■ Written problem
Reproduce every one of the records below word for word, changing nothing.

■ Listed records

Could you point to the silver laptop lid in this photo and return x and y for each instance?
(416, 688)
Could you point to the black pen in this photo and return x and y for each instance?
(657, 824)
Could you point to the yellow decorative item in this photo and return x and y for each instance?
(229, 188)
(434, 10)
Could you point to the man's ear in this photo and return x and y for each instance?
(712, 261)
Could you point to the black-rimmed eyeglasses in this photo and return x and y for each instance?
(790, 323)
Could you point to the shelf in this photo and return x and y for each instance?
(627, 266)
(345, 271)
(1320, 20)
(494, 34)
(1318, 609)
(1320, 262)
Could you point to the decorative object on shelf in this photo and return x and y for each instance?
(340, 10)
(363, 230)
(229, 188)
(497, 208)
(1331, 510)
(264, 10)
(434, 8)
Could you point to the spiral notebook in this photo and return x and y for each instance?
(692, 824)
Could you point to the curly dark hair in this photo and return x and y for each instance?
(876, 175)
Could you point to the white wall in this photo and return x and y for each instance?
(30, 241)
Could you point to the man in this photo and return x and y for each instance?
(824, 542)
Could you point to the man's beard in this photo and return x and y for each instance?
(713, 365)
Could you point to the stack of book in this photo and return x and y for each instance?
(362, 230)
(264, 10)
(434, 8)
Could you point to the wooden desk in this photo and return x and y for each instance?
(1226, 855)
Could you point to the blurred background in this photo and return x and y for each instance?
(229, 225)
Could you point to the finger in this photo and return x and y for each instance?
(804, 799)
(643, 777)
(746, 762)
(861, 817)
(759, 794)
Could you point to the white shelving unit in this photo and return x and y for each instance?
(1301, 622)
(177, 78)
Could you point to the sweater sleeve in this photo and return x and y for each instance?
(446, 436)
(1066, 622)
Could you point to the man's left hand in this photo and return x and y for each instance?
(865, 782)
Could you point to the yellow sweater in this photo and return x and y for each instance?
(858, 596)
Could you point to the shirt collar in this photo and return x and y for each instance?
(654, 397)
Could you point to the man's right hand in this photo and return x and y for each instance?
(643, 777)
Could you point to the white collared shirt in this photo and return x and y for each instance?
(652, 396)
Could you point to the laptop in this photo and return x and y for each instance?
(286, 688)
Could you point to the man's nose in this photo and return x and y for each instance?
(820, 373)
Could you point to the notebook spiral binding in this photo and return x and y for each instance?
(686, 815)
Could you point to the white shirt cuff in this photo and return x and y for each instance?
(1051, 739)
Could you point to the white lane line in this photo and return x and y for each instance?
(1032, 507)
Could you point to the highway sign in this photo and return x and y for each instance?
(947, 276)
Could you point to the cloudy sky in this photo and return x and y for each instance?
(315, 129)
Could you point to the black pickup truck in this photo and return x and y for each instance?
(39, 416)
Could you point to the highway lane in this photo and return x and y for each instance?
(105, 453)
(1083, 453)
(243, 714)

■ Result of the task
Could you point to the silver laptop lid in this photo and return x and y for each instance?
(416, 688)
Could you point to the black pen in this photo and return x and y for each instance?
(657, 824)
Could you point to the yellow decorative item in this photo and return x and y for each instance?
(229, 188)
(434, 10)
Could you point to the man's ear in this photo and return x and y for each instance?
(712, 261)
Could you point to the black-rimmed eyeglasses in this photo and return x and y for each instance?
(790, 323)
Could you point to the shelf in this photo and return x and y for each instance?
(627, 266)
(345, 271)
(1320, 20)
(494, 34)
(1318, 609)
(1320, 262)
Could you point to the decorative object on shelf in this photo and return x and y for each instance?
(340, 10)
(363, 230)
(229, 188)
(497, 208)
(1331, 510)
(264, 10)
(434, 8)
Could you point to the spiral notebook in this photo and return x and y for each instance?
(692, 824)
Could you point to the curly dark hair in this photo and return x and y for each instance?
(876, 175)
Could you point to the white wall in this photo and return x and y for each instance?
(30, 241)
Could you point to the man in this photo and return x and y for each instance?
(824, 542)
Could you point to the man's beard in this photo and return x and y for each instance?
(713, 365)
Could you point to the stack of book in this photo and return x and y for each instance?
(362, 230)
(264, 10)
(434, 8)
Could you point to the wooden desk in this photo and return x and y for each instance?
(1226, 855)
Could you point to the blurred background in this photo and return x and y for each instance?
(229, 225)
Could you point to the finger in this photo and return x and y for each instance?
(804, 799)
(643, 777)
(746, 762)
(861, 817)
(759, 794)
Could you point to the white shelving unit in this photo and return x and y for each instance?
(1301, 622)
(177, 78)
Could you point to the sweater sleeve in this photo and return x and y for each instance?
(446, 436)
(1066, 622)
Could you point to the man's left hand in this photo and return x and y for each instance?
(865, 782)
Could you point to the yellow sweater in this photo and return x and y for each instance?
(858, 596)
Could you point to the shirt collar in this photo and return x and y for each instance?
(654, 397)
Could you point to the man's right hand in this photo and return x and y for each instance?
(643, 777)
Could you point to the white collared shirt in this photo and return x and y for each instance?
(652, 396)
Could you point to the laptop in this photo and return x and y for each instance?
(286, 688)
Could you point to the man's nose in this photo and return x and y for each instance?
(820, 373)
Could you point to the notebook spiral binding in this photo and return x and y for each instance?
(686, 815)
Could you point to the white shirt cuff in this photo and return x and y for each instance?
(1051, 739)
Could you point to the white lane line in this photo and return x and y for each instance?
(1032, 507)
Could you point to the highway sign in this photo and return x and y for each instance?
(947, 276)
Could you point to the cloudy sky in this photo and return x and y for each instance?
(315, 129)
Could you point to the black pickup truck in this photo and return x and y for each instance?
(39, 416)
Could you point to the highway lane in this photo and return x and y for each instance?
(105, 453)
(1083, 453)
(243, 714)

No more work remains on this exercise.